TASK = Supply the next part of the opinion piece below on defending the Department of Education, picking up after its final sentence.

MORIAL: Defend the Department Of Education — Our Children’s Future Depends On It

MORIAL: Defend the Department Of Education — Our Children’s Future Depends On It

by Marc H. Morial

“Today’s signing fulfills a longstanding personal commitment on my part. My first public office was as a county school board member. As a state senator and governor, I devoted much of my time to education issues. I remain convinced that education is one of the noblest enterprises a person or a society can undertake.” — President Jimmy Carter

President Carter’s words, upon signing the bill to create the U.S. Department of Education in 1979, ring louder today than ever before.

In a stunning act of political retribution and ideological extremism, the Trump campaign and its allies have launched a crusade to dismantle the Department of Education. The attacks are not just symbolic — they are existential. Executive orders, lawsuits and budgetary sabotage aim to gut the department’s authority, revoke billions in funding and leave America’s students — especially our most vulnerable — without the federal oversight and protection they deserve.

Saved entries:
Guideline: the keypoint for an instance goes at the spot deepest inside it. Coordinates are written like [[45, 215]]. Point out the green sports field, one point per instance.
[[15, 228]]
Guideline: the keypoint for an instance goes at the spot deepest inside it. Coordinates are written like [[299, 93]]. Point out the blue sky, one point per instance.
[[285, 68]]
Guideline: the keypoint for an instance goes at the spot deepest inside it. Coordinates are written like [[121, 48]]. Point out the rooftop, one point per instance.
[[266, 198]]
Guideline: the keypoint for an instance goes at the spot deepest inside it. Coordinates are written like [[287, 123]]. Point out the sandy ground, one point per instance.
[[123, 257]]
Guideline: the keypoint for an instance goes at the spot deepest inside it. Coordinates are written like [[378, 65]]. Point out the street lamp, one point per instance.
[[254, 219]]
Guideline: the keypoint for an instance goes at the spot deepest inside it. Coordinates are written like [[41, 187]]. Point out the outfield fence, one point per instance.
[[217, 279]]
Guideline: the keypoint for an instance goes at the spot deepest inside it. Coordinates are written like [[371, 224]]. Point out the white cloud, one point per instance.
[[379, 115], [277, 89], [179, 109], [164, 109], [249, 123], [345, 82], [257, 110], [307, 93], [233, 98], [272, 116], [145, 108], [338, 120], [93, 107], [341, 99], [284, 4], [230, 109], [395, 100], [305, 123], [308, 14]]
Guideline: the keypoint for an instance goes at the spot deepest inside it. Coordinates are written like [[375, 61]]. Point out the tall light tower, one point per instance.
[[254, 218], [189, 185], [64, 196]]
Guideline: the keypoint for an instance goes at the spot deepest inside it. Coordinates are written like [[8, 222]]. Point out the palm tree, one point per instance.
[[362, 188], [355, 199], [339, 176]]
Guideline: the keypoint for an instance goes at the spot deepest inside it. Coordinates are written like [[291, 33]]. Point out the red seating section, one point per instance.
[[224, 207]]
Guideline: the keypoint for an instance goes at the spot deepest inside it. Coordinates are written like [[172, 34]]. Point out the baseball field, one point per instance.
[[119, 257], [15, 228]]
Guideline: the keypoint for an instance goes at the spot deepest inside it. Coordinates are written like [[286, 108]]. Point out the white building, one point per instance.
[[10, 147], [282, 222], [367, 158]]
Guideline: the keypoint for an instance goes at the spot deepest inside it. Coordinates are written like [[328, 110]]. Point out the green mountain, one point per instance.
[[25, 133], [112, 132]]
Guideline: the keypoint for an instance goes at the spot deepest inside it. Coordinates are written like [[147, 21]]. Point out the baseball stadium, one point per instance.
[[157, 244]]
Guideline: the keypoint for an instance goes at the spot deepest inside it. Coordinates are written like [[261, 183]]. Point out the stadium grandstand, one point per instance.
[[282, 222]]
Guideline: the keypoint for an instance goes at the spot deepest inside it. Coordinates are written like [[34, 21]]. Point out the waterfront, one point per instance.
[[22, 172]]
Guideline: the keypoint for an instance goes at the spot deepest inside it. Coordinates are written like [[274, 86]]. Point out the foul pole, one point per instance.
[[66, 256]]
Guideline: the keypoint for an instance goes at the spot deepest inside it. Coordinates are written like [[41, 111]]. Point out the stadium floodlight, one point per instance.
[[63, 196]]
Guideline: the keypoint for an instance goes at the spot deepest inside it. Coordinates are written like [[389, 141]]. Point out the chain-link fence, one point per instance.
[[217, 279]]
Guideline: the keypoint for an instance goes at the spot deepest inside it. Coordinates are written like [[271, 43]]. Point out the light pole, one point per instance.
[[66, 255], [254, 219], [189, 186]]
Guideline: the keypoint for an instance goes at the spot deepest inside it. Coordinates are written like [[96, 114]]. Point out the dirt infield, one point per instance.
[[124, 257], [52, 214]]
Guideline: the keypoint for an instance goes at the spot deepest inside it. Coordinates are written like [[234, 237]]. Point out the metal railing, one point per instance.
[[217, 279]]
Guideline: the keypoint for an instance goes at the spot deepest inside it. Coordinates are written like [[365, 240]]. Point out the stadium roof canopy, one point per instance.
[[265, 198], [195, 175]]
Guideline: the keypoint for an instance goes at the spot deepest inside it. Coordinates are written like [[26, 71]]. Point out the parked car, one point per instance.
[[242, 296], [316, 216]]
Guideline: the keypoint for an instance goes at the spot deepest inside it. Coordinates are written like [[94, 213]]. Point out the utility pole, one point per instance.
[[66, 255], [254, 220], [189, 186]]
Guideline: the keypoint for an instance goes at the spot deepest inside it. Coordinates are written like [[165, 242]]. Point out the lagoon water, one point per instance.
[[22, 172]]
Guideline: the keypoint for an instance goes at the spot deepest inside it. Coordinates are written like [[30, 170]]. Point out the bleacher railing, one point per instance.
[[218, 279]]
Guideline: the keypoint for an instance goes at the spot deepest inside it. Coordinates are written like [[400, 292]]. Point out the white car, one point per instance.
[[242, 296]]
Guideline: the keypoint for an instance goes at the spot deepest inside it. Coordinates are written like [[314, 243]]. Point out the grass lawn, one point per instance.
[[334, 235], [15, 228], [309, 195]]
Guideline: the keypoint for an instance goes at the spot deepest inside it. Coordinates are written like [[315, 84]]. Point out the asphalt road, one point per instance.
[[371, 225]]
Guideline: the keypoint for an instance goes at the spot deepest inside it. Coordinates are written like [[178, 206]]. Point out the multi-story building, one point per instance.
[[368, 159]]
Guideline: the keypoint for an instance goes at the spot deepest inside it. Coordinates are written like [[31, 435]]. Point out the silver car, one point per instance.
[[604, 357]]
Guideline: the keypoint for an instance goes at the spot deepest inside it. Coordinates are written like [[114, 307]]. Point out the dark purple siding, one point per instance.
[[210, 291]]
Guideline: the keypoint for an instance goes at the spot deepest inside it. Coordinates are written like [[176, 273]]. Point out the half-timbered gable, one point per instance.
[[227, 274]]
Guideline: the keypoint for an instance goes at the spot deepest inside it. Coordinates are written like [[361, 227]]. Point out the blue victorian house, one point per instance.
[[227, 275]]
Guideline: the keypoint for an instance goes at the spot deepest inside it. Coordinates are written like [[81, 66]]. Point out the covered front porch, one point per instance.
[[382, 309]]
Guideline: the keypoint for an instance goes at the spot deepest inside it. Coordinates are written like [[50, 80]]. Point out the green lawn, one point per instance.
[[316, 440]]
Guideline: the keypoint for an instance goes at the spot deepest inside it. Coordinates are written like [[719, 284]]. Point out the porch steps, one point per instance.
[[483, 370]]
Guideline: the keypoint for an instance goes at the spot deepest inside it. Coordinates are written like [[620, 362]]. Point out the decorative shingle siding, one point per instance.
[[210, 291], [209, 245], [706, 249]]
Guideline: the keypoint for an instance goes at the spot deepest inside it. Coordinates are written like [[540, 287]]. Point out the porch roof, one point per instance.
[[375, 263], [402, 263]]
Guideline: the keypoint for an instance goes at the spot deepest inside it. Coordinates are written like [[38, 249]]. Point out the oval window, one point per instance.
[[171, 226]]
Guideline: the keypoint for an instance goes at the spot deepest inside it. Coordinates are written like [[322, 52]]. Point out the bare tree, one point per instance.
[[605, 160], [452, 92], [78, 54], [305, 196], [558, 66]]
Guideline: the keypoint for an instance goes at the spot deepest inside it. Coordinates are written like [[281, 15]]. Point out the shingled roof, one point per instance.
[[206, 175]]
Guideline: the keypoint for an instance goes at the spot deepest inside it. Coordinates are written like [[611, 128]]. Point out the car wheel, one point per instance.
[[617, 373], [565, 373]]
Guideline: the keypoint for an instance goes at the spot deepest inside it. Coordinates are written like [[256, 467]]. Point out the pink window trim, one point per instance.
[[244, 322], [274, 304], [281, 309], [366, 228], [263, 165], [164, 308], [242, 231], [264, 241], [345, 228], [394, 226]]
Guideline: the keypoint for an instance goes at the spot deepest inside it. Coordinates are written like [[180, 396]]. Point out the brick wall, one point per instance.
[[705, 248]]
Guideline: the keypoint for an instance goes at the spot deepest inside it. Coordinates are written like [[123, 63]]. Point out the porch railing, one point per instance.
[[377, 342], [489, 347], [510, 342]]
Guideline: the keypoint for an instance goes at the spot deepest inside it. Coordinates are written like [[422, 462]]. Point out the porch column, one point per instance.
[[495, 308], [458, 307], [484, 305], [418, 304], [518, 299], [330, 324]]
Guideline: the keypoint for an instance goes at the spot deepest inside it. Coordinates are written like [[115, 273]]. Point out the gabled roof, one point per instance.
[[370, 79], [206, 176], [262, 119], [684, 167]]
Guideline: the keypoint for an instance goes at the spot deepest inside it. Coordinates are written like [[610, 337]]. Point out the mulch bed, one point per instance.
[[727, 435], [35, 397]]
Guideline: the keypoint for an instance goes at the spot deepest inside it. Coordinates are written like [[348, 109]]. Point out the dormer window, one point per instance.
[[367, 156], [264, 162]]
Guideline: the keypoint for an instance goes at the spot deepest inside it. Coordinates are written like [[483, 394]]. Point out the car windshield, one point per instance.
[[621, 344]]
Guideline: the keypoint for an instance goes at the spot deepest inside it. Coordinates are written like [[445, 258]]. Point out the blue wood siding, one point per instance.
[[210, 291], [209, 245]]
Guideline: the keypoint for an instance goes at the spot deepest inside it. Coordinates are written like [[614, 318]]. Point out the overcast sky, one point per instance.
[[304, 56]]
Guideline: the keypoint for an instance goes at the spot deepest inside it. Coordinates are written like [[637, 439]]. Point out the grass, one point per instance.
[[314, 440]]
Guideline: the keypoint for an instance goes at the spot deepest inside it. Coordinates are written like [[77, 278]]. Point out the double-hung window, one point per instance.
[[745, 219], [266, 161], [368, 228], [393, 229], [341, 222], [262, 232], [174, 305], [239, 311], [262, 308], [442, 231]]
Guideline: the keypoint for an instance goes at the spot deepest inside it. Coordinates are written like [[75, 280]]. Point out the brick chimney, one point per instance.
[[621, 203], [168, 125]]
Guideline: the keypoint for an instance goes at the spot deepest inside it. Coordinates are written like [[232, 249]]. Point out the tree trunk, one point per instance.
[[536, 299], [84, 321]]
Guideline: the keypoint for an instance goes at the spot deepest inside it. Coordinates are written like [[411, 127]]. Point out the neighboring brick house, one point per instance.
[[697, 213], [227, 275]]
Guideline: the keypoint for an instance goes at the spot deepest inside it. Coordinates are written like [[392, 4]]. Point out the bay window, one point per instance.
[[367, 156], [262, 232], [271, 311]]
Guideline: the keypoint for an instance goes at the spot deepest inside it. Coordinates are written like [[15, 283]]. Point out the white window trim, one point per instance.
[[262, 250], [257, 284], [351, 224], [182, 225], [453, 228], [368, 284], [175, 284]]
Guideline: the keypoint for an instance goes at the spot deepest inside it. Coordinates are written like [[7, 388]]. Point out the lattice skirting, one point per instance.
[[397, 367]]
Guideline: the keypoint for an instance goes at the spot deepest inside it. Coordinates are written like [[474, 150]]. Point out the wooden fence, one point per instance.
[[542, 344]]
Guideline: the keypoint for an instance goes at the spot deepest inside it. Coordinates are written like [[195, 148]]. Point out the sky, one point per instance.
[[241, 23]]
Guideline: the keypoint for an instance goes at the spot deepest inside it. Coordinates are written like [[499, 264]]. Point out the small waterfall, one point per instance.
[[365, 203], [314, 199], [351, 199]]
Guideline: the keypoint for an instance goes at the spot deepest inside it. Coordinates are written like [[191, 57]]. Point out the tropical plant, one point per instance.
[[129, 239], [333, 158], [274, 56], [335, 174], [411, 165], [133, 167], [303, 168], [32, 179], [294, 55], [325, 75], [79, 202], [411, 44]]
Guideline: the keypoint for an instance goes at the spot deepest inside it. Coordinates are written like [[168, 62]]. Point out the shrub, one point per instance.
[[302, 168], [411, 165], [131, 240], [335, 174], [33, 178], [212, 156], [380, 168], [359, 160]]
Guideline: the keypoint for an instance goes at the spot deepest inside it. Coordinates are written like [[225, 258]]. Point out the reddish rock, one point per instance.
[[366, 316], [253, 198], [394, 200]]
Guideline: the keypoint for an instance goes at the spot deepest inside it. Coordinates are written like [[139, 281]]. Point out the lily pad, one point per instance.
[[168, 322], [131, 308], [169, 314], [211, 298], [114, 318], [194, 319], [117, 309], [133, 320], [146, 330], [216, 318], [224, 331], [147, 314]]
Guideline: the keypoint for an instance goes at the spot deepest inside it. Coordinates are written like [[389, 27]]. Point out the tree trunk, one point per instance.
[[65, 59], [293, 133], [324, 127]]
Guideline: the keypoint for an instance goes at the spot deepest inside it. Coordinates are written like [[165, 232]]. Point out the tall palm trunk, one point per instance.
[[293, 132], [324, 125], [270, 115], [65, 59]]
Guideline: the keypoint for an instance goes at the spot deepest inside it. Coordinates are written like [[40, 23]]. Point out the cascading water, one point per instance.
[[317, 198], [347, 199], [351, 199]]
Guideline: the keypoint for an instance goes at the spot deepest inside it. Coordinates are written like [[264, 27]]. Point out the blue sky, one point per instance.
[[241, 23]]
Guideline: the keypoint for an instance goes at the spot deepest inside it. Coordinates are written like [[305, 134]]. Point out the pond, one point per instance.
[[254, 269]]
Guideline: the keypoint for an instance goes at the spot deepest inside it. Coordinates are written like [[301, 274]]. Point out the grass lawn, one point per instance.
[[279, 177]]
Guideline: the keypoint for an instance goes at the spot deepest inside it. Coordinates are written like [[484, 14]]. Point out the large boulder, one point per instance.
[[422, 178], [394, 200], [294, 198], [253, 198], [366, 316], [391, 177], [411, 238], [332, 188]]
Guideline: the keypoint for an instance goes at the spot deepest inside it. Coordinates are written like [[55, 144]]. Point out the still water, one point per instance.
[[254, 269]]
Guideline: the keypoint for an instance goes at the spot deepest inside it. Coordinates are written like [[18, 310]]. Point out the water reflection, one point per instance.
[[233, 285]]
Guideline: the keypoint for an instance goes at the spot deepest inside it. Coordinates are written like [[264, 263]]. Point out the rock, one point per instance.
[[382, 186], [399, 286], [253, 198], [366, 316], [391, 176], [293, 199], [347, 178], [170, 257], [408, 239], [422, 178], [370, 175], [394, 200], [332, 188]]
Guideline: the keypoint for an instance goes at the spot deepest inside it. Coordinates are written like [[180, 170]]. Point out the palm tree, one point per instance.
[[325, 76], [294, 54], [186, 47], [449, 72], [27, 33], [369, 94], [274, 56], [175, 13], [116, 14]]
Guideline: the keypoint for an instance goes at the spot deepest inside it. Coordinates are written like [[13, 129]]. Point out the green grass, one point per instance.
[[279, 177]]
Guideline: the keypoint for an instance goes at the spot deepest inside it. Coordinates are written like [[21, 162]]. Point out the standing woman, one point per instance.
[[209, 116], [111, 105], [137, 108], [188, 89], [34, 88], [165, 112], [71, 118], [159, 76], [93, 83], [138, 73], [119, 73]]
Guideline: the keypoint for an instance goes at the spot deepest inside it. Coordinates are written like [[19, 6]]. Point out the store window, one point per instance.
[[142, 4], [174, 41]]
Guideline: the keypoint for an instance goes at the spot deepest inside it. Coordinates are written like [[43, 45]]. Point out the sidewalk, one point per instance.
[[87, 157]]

RESULT =
Just this month, the department abruptly halted nearly $3 billion in pandemic-era recovery funds meant to help districts recover learning loss, support mental health and stabilize staffing. This sudden move, reportedly linked to political efforts to weaken the agency’s power, puts millions of students at risk — disproportionately Black, brown and low-income children.

Meanwhile, educators and civil rights organizations — including the NAACP and the nation’s largest teachers’ unions — have taken to the courts to block an executive order that would strip the department of its core responsibilities. In Congress, senators are demanding answers after reports surfaced that Trump-era officials may have engaged in illegal mass firings to gut the department from the inside.

Let’s be clear: these are not isolated incidents. They are part of a coordinated campaign to roll back hard-won progress in American education — progress that has been essential to Black economic empowerment for more than a century.

From the creation of Freedmen’s schools during Reconstruction to the expansion of historically Black colleges and universities, access to education has been central to the Black freedom struggle. Teaching was one of the first professional careers open to Black Americans, and education remains one of the clearest pathways to upward mobility. Pell Grants, desegregation rulings, Title I funding and affirmative action — all of these federal tools have been critical in expanding access to opportunity.

The Department of Education is far from perfect, but it remains the only federal agency solely focused on ensuring every child, regardless of ZIP code, receives a quality education. We should strengthen it, not abolish it.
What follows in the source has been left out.